WORK ITEM A — Mark each statement as agreeing with the Dodgers article or not, answering yes or no and quoting the words of the article that decide it: (i) Shpunt watched Dodgers games from the stadium stands. (ii) Shpunt calls himself a magician. (iii) Shpunt began working for the team in 2004.
WORK ITEM B — According to the Dodgers article, from how far away does Shpunt direct positive thinking to the players?
WORK ITEM C — Pick up the Dodgers article after its last sentence and keep writing.

PAGE TEXT —
::::::::::

Frank and Jamie McCourt, those feudin' and fussin' co-owners and estranged spouses, spent good money — really good money — on an elderly man who sat at home in Boston, watched Dodgers games on TV, and sent positive energy.
Yes, this is a thing that happened. Beginning in 2004, 71-year-old Vladimir Shpunt has been retained by the team, with an annual bonus of "six figures or more" based on how the team performed, and his only job is to direct positive thinking to the players, from 3000 miles away.
Shpunt says he is a scientist and a healer, not a magician. His method could not guarantee the Dodgers would win, he says, but it could make a difference.
"Maybe it is just a little," he said. "Maybe it can help."
He actually was a scientist once, in the USSR. Perhaps not a very good one, with his research appearing only in "second-tier" journals. Also, there's this:
At one point, as Shpunt's research team studied how medical devices transmit electrical current through the human body, the devices malfunctioned. Yet energy was measurably transmitted, and Shpunt concluded he must have been the source.

::::::::::

DATA FOR ANALYSIS —
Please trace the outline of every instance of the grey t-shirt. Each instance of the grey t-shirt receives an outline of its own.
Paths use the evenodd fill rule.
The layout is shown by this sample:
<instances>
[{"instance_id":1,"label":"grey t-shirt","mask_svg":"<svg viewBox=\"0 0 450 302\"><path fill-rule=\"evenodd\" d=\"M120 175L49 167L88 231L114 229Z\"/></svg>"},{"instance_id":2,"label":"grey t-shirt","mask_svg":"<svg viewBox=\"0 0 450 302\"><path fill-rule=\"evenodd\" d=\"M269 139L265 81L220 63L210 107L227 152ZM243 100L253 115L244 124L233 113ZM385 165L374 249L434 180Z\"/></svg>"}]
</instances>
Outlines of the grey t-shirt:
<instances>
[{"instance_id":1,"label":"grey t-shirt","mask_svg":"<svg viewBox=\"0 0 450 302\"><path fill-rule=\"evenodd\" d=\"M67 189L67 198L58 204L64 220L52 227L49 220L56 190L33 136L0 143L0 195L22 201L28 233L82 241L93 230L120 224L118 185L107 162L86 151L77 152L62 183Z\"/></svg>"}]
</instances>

::::::::::

ANSWER AREA A —
(i) No: "sat at home in Boston, watched Dodgers games on TV"
(ii) No: "Shpunt says he is a scientist and a healer, not a magician."
(iii) Yes: "Beginning in 2004, 71-year-old Vladimir Shpunt has been retained by the team"

ANSWER AREA B — From 3000 miles away.

ANSWER AREA C —
He immigrated to the US, and came to the attention of Jamie McCourt, who had a severe eye infection. He treated her, both in person and at a distance, and apparently she was cured. The next logical step was to put him on the team.
"V energy," helped the Dodgers win the west in 2004. But as so often happens with faith healers, the McCourts ignored the fact that they finished 71-91 the next season, again with Shpunt sending his good vibes their way. Shpunt "diagnosed the disconnects" in the coach and GM, and sure enough, they were fired after the season.
In 2005, Shpunt treated Jayson Werth for a wrist injury, again, both in person and at a distance. It didn't work, and later, Werth complained that the Dodgers had misdiagnosed and mistreated the injury.
The McCourts severed their relationship with Shpunt in 2008. And with each other the following year.